-- SOURCE MATERIAL follows --

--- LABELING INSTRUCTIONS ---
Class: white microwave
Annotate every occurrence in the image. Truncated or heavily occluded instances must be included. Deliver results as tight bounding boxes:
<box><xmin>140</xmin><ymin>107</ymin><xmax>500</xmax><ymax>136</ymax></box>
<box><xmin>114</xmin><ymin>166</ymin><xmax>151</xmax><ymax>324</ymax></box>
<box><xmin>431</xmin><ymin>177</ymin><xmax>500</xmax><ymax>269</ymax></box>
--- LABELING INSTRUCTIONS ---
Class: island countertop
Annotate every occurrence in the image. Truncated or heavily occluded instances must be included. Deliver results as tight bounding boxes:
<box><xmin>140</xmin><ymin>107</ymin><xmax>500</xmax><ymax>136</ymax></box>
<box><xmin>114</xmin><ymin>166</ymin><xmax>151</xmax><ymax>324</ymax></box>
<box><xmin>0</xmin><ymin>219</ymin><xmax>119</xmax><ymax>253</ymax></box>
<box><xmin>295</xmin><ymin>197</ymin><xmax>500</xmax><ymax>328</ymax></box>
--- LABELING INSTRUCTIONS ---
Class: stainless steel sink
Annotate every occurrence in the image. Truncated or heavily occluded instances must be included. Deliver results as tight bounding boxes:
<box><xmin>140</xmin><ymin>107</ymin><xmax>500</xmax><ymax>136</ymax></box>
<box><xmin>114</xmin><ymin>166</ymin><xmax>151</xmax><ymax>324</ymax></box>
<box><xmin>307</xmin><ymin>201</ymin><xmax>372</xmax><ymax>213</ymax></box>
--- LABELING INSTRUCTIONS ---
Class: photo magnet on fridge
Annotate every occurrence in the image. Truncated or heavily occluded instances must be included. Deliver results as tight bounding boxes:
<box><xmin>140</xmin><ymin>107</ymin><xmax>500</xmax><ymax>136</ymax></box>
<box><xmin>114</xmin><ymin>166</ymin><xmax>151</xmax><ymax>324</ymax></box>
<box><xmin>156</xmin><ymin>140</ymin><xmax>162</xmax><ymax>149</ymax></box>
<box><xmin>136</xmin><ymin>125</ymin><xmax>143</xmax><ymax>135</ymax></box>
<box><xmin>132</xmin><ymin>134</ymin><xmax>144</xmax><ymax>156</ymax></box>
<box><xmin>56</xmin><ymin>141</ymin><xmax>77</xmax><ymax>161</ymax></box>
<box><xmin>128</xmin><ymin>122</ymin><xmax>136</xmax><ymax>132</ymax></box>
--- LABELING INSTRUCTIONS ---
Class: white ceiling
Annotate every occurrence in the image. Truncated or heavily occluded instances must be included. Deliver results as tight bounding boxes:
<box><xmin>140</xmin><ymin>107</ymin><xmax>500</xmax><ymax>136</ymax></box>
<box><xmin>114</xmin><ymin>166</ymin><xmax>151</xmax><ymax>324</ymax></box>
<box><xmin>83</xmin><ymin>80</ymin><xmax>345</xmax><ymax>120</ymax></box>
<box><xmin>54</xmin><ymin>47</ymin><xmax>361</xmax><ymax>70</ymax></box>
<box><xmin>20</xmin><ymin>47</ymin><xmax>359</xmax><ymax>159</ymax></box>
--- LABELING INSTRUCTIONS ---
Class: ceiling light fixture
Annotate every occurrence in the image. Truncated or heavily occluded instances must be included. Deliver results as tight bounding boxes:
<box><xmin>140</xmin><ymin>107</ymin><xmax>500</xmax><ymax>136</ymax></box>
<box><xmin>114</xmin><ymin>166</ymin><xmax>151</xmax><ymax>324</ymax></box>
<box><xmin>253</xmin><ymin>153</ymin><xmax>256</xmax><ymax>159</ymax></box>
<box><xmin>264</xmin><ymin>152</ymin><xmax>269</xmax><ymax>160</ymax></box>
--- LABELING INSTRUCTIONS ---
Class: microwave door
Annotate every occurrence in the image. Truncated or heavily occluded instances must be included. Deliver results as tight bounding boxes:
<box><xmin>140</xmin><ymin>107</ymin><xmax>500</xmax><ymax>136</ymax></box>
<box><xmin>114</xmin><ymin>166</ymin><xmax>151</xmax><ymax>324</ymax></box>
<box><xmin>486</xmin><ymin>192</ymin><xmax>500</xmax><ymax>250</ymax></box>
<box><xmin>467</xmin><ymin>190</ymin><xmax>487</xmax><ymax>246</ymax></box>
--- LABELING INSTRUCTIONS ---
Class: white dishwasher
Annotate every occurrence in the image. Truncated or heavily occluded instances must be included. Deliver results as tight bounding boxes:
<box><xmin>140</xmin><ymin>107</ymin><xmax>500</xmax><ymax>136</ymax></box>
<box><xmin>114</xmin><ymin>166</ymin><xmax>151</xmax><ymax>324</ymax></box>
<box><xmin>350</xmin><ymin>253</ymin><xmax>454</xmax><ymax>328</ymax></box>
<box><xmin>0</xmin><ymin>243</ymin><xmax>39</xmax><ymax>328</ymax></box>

-- SOURCE MATERIAL concluded --

● WHAT IS NEEDED
Please write the entries out again exactly as they stand.

● RESPONSE AREA
--- LABELING INSTRUCTIONS ---
Class: white microwave
Annotate every occurrence in the image. Truncated or heavily occluded instances must be included. Deliver results as tight bounding boxes:
<box><xmin>140</xmin><ymin>107</ymin><xmax>500</xmax><ymax>136</ymax></box>
<box><xmin>114</xmin><ymin>166</ymin><xmax>151</xmax><ymax>324</ymax></box>
<box><xmin>431</xmin><ymin>177</ymin><xmax>500</xmax><ymax>269</ymax></box>
--- LABELING INSTRUCTIONS ---
Class: island countertop
Annotate every occurrence in the image. Truncated or heavily occluded instances must be included. Deliver results as tight bounding boxes:
<box><xmin>140</xmin><ymin>107</ymin><xmax>500</xmax><ymax>136</ymax></box>
<box><xmin>114</xmin><ymin>166</ymin><xmax>151</xmax><ymax>324</ymax></box>
<box><xmin>0</xmin><ymin>219</ymin><xmax>119</xmax><ymax>253</ymax></box>
<box><xmin>295</xmin><ymin>197</ymin><xmax>500</xmax><ymax>328</ymax></box>
--- LABELING INSTRUCTIONS ---
Class: stainless steel sink
Annotate every occurrence in the image. Truncated or heavily occluded instances must be included. Deliver results as tight bounding boxes:
<box><xmin>140</xmin><ymin>107</ymin><xmax>500</xmax><ymax>136</ymax></box>
<box><xmin>114</xmin><ymin>166</ymin><xmax>151</xmax><ymax>324</ymax></box>
<box><xmin>307</xmin><ymin>201</ymin><xmax>372</xmax><ymax>213</ymax></box>
--- LABELING INSTRUCTIONS ---
Class: photo magnet on fridge
Annotate every occurrence in the image. Truncated or heavily occluded instances must be included. Deliver results as tight bounding boxes:
<box><xmin>140</xmin><ymin>107</ymin><xmax>500</xmax><ymax>136</ymax></box>
<box><xmin>114</xmin><ymin>166</ymin><xmax>151</xmax><ymax>324</ymax></box>
<box><xmin>156</xmin><ymin>140</ymin><xmax>162</xmax><ymax>149</ymax></box>
<box><xmin>136</xmin><ymin>125</ymin><xmax>143</xmax><ymax>135</ymax></box>
<box><xmin>132</xmin><ymin>134</ymin><xmax>144</xmax><ymax>156</ymax></box>
<box><xmin>56</xmin><ymin>141</ymin><xmax>77</xmax><ymax>161</ymax></box>
<box><xmin>128</xmin><ymin>122</ymin><xmax>136</xmax><ymax>132</ymax></box>
--- LABELING INSTRUCTIONS ---
Class: white ceiling
Annotate every occurrence in the image. Truncated or heavily occluded instances must be included. Deliver results as tight bounding boxes:
<box><xmin>140</xmin><ymin>107</ymin><xmax>500</xmax><ymax>136</ymax></box>
<box><xmin>114</xmin><ymin>166</ymin><xmax>151</xmax><ymax>324</ymax></box>
<box><xmin>83</xmin><ymin>80</ymin><xmax>345</xmax><ymax>120</ymax></box>
<box><xmin>54</xmin><ymin>47</ymin><xmax>361</xmax><ymax>70</ymax></box>
<box><xmin>20</xmin><ymin>47</ymin><xmax>359</xmax><ymax>159</ymax></box>
--- LABELING INSTRUCTIONS ---
Class: ceiling light fixture
Annotate every occurrence in the image. Truncated or heavily occluded instances must be included. Deliver results as tight bounding boxes:
<box><xmin>140</xmin><ymin>107</ymin><xmax>500</xmax><ymax>136</ymax></box>
<box><xmin>114</xmin><ymin>166</ymin><xmax>151</xmax><ymax>324</ymax></box>
<box><xmin>253</xmin><ymin>153</ymin><xmax>256</xmax><ymax>159</ymax></box>
<box><xmin>264</xmin><ymin>152</ymin><xmax>269</xmax><ymax>160</ymax></box>
--- LABELING INSTRUCTIONS ---
Class: microwave door
Annotate every occurrence in the image. Truncated or heavily occluded instances must be included. Deliver results as tight bounding boxes:
<box><xmin>140</xmin><ymin>107</ymin><xmax>500</xmax><ymax>136</ymax></box>
<box><xmin>114</xmin><ymin>166</ymin><xmax>151</xmax><ymax>324</ymax></box>
<box><xmin>486</xmin><ymin>192</ymin><xmax>500</xmax><ymax>250</ymax></box>
<box><xmin>467</xmin><ymin>190</ymin><xmax>487</xmax><ymax>246</ymax></box>
--- LABELING INSTRUCTIONS ---
Class: white dishwasher
Annotate every occurrence in the image. Truncated or heavily occluded instances must be included. Deliver results as tight bounding boxes:
<box><xmin>140</xmin><ymin>107</ymin><xmax>500</xmax><ymax>136</ymax></box>
<box><xmin>114</xmin><ymin>166</ymin><xmax>151</xmax><ymax>324</ymax></box>
<box><xmin>350</xmin><ymin>253</ymin><xmax>454</xmax><ymax>328</ymax></box>
<box><xmin>0</xmin><ymin>243</ymin><xmax>39</xmax><ymax>328</ymax></box>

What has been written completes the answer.